• _Source excerpt_
____________

An introduction to SIMD and ISPC in Rust
We don't use our hardware effectively
Single instruction, multiple data (SIMD) instructions allow for your CPU to operate on multiple elements of data per cycle. SIMD isn't easy but it is endlessly fascinating. There's an odd sense of joy gained from peering high level to low through the lens of the compiler, raw assembly, and the CPU those instructions are run on. It's the perfect knife edge between awe and expletives.
Thanks to autovectorization compilers can give you many of the benefits of SIMD with little work. Sadly that's not guaranteed. As noted by Lucas Meijer discussing the dangers of relying on autovectorization by the compiler:
I should be able to say “if this loop for some reason doesn’t vectorize, that should be a compiler error, not a ‘oh code is now just 8x slower but it still produces correct values, no biggy!’”
A tiny change in your code can destroy autovectorization with zero warning. We'll see below that tiny inefficiencies in your code can steal an enormous amount of performance. We'll also see tools that you can use to pick up on these issues that are far more detailed than timing an execution.
No matter how smart compilers get they'll likely never be able to perfectly optimize complex cases. Many times such optimizations require rethinking and recomposing the problem itself, not just tweaking a few lines of code.
Leaving those cases unoptimized can be tragic. Examples exist of stupendous speedups across a variety of tasks. Fast compression, ripgrep, roaring bitmaps that sit at the base of nearly every search engine, parsing JSON, vectorized emulation of 16 32-bit VMs per AVX-512 thread, ... Our hardware is capable of so much more and we can unlock it.
If we're particularly smart we can decompose a large complex problem into a tiny one and only spend our time hand optimizing that minimal use case. An example of this is BLIS:
BLIS is a portable software framework for instantiating high-performance BLAS-like dense linear algebra libraries. The framework was designed to isolate essential kernels of computation that, when optimized, immediately enable optimized implementations of most of its commonly used and computationally intensive operations.
Separate to all this it's still worth our time to investigate what's happening under the covers - even if theoretically we're cursed to be forever beaten by the compiler.
At worst you'll come away with a better understanding of how we're standing on the shoulders of giants. At best you may realize the giants were asleep this whole time and that standing on their shoulders works best when they're standing themselves.

____________

• _Given entries_
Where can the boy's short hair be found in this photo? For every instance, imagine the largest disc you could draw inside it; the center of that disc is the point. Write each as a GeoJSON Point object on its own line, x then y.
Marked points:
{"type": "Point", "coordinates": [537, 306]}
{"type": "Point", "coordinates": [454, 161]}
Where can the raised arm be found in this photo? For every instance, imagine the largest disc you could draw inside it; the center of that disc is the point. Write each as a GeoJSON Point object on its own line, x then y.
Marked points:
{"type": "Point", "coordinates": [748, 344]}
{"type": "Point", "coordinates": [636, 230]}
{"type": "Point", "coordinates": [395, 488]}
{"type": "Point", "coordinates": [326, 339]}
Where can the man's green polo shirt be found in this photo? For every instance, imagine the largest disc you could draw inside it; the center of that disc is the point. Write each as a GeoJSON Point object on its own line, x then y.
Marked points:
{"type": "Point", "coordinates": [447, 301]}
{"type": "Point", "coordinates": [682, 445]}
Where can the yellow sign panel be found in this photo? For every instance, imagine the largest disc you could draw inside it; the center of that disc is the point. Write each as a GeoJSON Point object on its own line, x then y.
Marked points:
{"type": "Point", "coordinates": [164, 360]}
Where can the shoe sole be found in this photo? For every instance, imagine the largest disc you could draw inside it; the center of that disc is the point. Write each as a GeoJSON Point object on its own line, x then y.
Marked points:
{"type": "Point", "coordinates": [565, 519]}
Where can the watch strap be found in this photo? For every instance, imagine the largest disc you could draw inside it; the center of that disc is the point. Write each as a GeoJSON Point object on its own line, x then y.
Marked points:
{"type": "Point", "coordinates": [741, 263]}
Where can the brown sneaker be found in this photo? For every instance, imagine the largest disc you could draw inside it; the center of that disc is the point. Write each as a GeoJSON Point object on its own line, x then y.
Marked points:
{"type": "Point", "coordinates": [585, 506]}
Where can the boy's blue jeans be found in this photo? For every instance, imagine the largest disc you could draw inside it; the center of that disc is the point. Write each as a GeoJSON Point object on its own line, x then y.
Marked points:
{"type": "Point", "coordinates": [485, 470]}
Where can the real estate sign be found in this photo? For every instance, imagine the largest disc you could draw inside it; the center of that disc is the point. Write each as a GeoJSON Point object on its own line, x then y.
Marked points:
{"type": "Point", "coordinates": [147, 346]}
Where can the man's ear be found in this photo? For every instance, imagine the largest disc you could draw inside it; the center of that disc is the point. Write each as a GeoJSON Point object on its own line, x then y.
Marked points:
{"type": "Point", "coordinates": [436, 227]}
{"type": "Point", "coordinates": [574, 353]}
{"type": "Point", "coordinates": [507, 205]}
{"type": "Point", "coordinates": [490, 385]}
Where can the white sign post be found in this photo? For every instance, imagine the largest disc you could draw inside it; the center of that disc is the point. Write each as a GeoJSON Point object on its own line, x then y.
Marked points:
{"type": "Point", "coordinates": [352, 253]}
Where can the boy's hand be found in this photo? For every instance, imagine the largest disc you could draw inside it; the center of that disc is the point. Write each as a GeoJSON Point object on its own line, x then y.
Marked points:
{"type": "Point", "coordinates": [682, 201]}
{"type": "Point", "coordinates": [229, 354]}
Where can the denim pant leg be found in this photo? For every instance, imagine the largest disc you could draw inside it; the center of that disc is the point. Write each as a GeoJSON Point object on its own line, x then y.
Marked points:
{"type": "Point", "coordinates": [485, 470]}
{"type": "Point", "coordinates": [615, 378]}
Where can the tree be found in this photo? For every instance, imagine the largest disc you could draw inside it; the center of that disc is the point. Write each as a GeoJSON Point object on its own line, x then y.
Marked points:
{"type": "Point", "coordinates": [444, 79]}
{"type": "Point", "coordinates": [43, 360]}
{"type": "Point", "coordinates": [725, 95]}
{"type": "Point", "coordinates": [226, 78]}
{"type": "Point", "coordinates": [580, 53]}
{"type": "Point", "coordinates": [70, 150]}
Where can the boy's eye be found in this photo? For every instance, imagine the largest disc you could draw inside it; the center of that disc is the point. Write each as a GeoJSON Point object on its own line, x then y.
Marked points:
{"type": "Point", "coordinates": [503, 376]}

____________

• _Problem set_
(1) Copy word for word the part of the SIMD article that begins with the words containing "A tiny change" and ends with "can unlock it.".
(2) Output the records from the line containing "Where can the denim" through the end of the records, both ends included, as a Markdown table with the columns n and Line: n holds the row number and Line holds the line, with blank lines omitted.

• _Answers to the exercises_
(1)
A tiny change in your code can destroy autovectorization with zero warning. We'll see below that tiny inefficiencies in your code can steal an enormous amount of performance. We'll also see tools that you can use to pick up on these issues that are far more detailed than timing an execution.
No matter how smart compilers get they'll likely never be able to perfectly optimize complex cases. Many times such optimizations require rethinking and recomposing the problem itself, not just tweaking a few lines of code.
Leaving those cases unoptimized can be tragic. Examples exist of stupendous speedups across a variety of tasks. Fast compression, ripgrep, roaring bitmaps that sit at the base of nearly every search engine, parsing JSON, vectorized emulation of 16 32-bit VMs per AVX-512 thread, ... Our hardware is capable of so much more and we can unlock it.

(2)
| n | Line |
|---|---|
| 1 | Where can the denim pant leg be found in this photo? For every instance, imagine the largest disc you could draw inside it; the center of that disc is the point. Write each as a GeoJSON Point object on its own line, x then y. |
| 2 | Marked points: |
| 3 | {"type": "Point", "coordinates": [485, 470]} |
| 4 | {"type": "Point", "coordinates": [615, 378]} |
| 5 | Where can the tree be found in this photo? For every instance, imagine the largest disc you could draw inside it; the center of that disc is the point. Write each as a GeoJSON Point object on its own line, x then y. |
| 6 | Marked points: |
| 7 | {"type": "Point", "coordinates": [444, 79]} |
| 8 | {"type": "Point", "coordinates": [43, 360]} |
| 9 | {"type": "Point", "coordinates": [725, 95]} |
| 10 | {"type": "Point", "coordinates": [226, 78]} |
| 11 | {"type": "Point", "coordinates": [580, 53]} |
| 12 | {"type": "Point", "coordinates": [70, 150]} |
| 13 | Where can the boy's eye be found in this photo? For every instance, imagine the largest disc you could draw inside it; the center of that disc is the point. Write each as a GeoJSON Point object on its own line, x then y. |
| 14 | Marked points: |
| 15 | {"type": "Point", "coordinates": [503, 376]} |